>>>
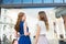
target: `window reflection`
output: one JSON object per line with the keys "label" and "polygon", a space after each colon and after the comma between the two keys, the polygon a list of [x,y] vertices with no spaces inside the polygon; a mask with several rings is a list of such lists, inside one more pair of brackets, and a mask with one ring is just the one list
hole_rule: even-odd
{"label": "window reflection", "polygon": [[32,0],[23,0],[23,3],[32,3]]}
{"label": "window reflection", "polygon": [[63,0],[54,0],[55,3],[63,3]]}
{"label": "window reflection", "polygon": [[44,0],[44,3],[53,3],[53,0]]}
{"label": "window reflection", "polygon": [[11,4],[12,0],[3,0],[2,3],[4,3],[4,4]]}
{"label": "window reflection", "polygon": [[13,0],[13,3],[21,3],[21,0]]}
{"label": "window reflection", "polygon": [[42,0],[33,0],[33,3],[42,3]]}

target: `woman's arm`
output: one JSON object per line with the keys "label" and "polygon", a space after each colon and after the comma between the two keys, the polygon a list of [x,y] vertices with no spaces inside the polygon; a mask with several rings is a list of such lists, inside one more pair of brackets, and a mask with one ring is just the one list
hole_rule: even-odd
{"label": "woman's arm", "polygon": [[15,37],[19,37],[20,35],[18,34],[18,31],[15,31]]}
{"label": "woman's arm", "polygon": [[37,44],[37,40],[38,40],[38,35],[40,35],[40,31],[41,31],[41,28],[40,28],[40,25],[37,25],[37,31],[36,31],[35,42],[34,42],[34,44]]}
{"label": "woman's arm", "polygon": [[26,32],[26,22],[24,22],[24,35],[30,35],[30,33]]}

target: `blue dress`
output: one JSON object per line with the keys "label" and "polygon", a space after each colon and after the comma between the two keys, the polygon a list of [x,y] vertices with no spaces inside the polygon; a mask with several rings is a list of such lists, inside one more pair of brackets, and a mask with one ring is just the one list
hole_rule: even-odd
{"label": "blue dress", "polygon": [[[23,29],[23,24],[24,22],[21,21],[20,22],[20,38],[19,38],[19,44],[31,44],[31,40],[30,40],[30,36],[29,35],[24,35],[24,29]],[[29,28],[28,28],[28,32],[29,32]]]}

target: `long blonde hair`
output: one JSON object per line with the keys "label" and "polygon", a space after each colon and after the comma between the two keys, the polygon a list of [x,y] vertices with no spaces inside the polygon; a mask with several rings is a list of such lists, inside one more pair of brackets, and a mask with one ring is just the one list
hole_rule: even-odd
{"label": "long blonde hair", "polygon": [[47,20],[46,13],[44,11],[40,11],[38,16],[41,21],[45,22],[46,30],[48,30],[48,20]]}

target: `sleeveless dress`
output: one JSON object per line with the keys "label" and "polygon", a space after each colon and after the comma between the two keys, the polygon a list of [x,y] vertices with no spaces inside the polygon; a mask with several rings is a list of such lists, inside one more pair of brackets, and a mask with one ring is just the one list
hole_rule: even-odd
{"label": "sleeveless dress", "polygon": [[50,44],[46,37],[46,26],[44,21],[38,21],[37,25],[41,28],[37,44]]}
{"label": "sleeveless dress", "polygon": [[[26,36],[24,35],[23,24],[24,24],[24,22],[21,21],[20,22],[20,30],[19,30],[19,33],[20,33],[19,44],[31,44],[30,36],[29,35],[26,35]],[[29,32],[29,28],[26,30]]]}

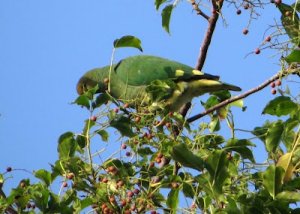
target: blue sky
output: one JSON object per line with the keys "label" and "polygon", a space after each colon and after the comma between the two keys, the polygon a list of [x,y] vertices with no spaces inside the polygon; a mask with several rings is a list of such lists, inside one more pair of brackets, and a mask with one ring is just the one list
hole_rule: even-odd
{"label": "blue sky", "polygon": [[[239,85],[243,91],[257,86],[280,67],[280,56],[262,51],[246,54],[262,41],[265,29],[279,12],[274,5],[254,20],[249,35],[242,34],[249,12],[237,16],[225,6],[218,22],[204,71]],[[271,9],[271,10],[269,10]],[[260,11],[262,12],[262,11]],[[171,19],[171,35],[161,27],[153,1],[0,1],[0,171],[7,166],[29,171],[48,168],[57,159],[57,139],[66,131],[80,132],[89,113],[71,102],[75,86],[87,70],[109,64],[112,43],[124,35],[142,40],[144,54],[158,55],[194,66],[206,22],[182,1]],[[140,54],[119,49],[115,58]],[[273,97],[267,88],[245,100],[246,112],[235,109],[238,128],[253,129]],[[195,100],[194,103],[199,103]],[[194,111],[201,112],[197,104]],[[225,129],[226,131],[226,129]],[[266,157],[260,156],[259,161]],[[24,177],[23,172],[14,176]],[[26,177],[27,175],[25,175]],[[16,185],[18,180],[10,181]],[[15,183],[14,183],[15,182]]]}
<<<
## Stated task
Lay out every line of the listing above as a JSON list of strings, one string per line, leaving out blank lines and the picture markers.

## Answer for the task
[
  "target: `window reflection`",
  "output: one JSON object per line with the keys \"label\" and \"polygon\", a space after each colon and after the comma between the two keys, the polygon a list of [x,y] vertices with no spaces inside the polygon; a mask with several rings is a list of such lists, inside one more pair of brackets, and a mask with one ring is just the one list",
  "hole_rule: even-odd",
  "{\"label\": \"window reflection\", \"polygon\": [[32,0],[23,0],[23,3],[32,3]]}",
  "{\"label\": \"window reflection\", \"polygon\": [[63,0],[54,0],[55,3],[63,3]]}",
  "{\"label\": \"window reflection\", \"polygon\": [[44,0],[44,3],[53,3],[53,0]]}",
  "{\"label\": \"window reflection\", \"polygon\": [[11,4],[12,0],[3,0],[2,3],[4,3],[4,4]]}",
  "{\"label\": \"window reflection\", \"polygon\": [[13,0],[13,3],[21,3],[21,0]]}",
  "{\"label\": \"window reflection\", \"polygon\": [[42,0],[33,0],[33,3],[42,3]]}",
  "target: `woman's arm`",
  "output: one JSON object per line with the keys \"label\" and \"polygon\", a space after each colon and after the comma between the two keys, the polygon a list of [x,y] vertices with no spaces inside the polygon; a mask with several rings is a list of such lists, inside one more pair of brackets, and a mask with one ring is just the one list",
  "hole_rule: even-odd",
  "{\"label\": \"woman's arm\", \"polygon\": [[15,37],[19,37],[20,35],[18,34],[18,31],[15,31]]}",
  "{\"label\": \"woman's arm\", \"polygon\": [[37,44],[37,40],[38,40],[38,35],[40,35],[40,31],[41,31],[41,28],[40,28],[40,25],[37,25],[37,31],[36,31],[35,42],[34,42],[34,44]]}",
  "{\"label\": \"woman's arm\", \"polygon\": [[26,32],[26,22],[24,22],[24,35],[30,35],[30,33]]}",
  "target: `blue dress`",
  "output: one JSON object per line with the keys \"label\" and \"polygon\", a space after each colon and after the comma between the two keys, the polygon a list of [x,y] vertices with no spaces inside the polygon; a mask with several rings is a list of such lists, inside one more pair of brackets, and a mask with one ring is just the one list",
  "hole_rule: even-odd",
  "{\"label\": \"blue dress\", \"polygon\": [[[23,29],[23,24],[24,22],[21,21],[20,22],[20,38],[19,38],[19,44],[31,44],[31,40],[30,40],[30,36],[29,35],[24,35],[24,29]],[[29,28],[28,28],[28,32],[29,32]]]}",
  "target: `long blonde hair`",
  "output: one JSON object per line with the keys \"label\" and \"polygon\", a space after each colon and after the comma between the two keys, the polygon a list of [x,y] vertices with no spaces inside the polygon; a mask with several rings is a list of such lists, inside one more pair of brackets, and a mask with one ring is just the one list",
  "hole_rule: even-odd",
  "{\"label\": \"long blonde hair\", \"polygon\": [[47,20],[46,13],[44,11],[40,11],[38,16],[41,21],[45,22],[46,30],[48,30],[48,20]]}",
  "target: `sleeveless dress`",
  "output: one JSON object per line with the keys \"label\" and \"polygon\", a space after each colon and after the comma between the two keys, the polygon a list of [x,y] vertices with no spaces inside the polygon; a mask with several rings is a list of such lists, inside one more pair of brackets, and a mask with one ring is just the one list",
  "hole_rule: even-odd",
  "{\"label\": \"sleeveless dress\", \"polygon\": [[50,44],[46,37],[46,26],[44,21],[38,21],[37,25],[41,28],[37,44]]}",
  "{\"label\": \"sleeveless dress\", \"polygon\": [[[26,36],[24,35],[23,24],[24,24],[24,22],[21,21],[20,22],[20,30],[19,30],[19,33],[20,33],[19,44],[31,44],[30,36],[29,35],[26,35]],[[29,32],[29,28],[26,30]]]}",
  "target: blue sky",
  "output: one JSON object per line with the keys \"label\" and \"polygon\", a space after each colon and after the comma between the two keys, the polygon a list of [x,y] vertices with no spaces inside the polygon; a mask with several rings is a list of such lists, inside one more pair of brackets, and a mask with one ring is just the one list",
  "hole_rule: even-odd",
  "{\"label\": \"blue sky\", \"polygon\": [[[239,85],[243,91],[257,86],[280,67],[280,56],[262,51],[246,54],[262,41],[265,29],[279,12],[274,5],[254,20],[249,35],[242,34],[249,12],[237,16],[225,6],[218,22],[204,71]],[[271,9],[271,10],[269,10]],[[260,11],[262,12],[262,11]],[[171,19],[171,35],[161,27],[153,1],[0,1],[0,171],[7,166],[29,171],[48,168],[57,159],[57,139],[66,131],[80,132],[89,113],[71,102],[75,86],[87,70],[109,64],[112,43],[124,35],[142,40],[144,54],[158,55],[194,66],[206,22],[182,1]],[[140,54],[119,49],[115,58]],[[273,97],[267,88],[245,100],[246,112],[235,109],[238,128],[253,129]],[[195,100],[194,103],[199,103]],[[194,111],[201,112],[197,104]],[[225,129],[226,131],[226,129]],[[266,157],[260,156],[259,161]],[[24,177],[23,172],[14,176]],[[26,177],[27,175],[25,175]],[[16,185],[18,180],[10,181]],[[15,183],[14,183],[15,182]]]}"
]